Switch "wrinkled skin" to "creased skin" in the stretch from the start of the records through the line that contains "[[326, 249]]", and repeat that stretch with nothing else changed. Leave the pictures out.

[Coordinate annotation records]
----
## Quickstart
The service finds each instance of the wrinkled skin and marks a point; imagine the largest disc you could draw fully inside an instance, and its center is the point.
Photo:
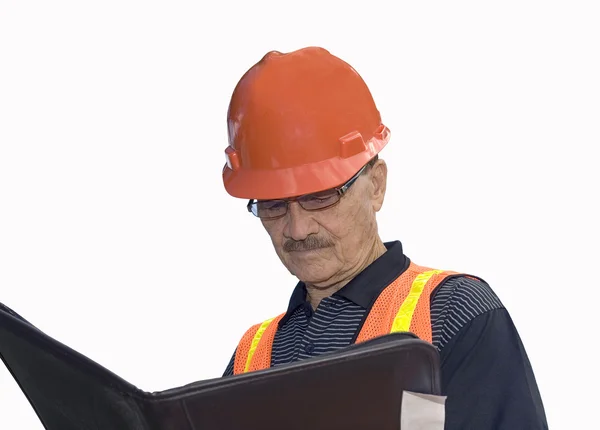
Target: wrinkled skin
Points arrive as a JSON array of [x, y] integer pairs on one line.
[[326, 249]]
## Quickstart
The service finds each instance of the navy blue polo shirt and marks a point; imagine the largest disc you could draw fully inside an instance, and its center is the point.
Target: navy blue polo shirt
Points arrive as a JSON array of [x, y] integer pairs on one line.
[[485, 370]]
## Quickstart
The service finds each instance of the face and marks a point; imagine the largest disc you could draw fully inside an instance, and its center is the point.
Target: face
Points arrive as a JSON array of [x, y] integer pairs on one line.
[[323, 247]]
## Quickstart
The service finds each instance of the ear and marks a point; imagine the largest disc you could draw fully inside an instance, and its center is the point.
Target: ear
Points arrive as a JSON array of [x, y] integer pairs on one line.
[[378, 175]]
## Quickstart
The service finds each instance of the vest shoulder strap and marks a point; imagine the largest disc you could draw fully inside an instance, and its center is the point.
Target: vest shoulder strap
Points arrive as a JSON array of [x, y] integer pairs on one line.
[[403, 306], [254, 349]]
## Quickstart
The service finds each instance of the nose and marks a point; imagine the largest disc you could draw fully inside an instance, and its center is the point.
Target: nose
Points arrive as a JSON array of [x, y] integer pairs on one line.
[[299, 223]]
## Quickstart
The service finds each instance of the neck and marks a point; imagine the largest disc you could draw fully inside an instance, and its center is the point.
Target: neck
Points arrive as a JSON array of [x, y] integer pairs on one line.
[[317, 293]]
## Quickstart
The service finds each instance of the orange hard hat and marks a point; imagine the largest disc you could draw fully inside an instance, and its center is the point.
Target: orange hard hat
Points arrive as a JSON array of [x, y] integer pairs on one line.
[[299, 123]]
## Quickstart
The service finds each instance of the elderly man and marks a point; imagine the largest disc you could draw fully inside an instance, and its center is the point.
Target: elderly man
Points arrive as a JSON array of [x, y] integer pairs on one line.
[[304, 139]]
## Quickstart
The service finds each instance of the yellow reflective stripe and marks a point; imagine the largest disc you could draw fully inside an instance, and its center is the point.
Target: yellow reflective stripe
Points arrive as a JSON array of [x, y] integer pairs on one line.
[[404, 315], [255, 340]]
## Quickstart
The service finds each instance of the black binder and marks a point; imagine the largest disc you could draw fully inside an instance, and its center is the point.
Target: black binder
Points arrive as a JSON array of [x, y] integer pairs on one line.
[[359, 387]]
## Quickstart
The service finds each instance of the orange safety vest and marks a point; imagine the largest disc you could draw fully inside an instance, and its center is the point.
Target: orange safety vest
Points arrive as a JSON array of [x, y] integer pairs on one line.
[[397, 309]]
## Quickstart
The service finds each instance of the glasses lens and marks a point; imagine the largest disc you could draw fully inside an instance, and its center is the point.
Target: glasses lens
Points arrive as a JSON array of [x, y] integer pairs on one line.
[[269, 208], [319, 200]]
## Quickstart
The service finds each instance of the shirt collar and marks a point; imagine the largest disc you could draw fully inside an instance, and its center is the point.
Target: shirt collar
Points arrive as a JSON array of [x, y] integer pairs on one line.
[[366, 286]]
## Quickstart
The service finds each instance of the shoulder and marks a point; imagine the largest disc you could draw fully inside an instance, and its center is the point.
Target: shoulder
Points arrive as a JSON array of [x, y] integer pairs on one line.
[[473, 295], [456, 302]]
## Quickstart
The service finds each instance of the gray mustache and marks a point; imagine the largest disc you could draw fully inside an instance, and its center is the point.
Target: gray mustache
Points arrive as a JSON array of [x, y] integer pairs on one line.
[[308, 244]]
----
- [Final result]
## Quickstart
The service finds each instance of the creased skin and marks a point; imagine the largest disc you could draw fully inside an instance, and its center is the point.
Photo:
Target: creased skin
Points arrive as a JSON array of [x, y] integer pairs on one line.
[[326, 249]]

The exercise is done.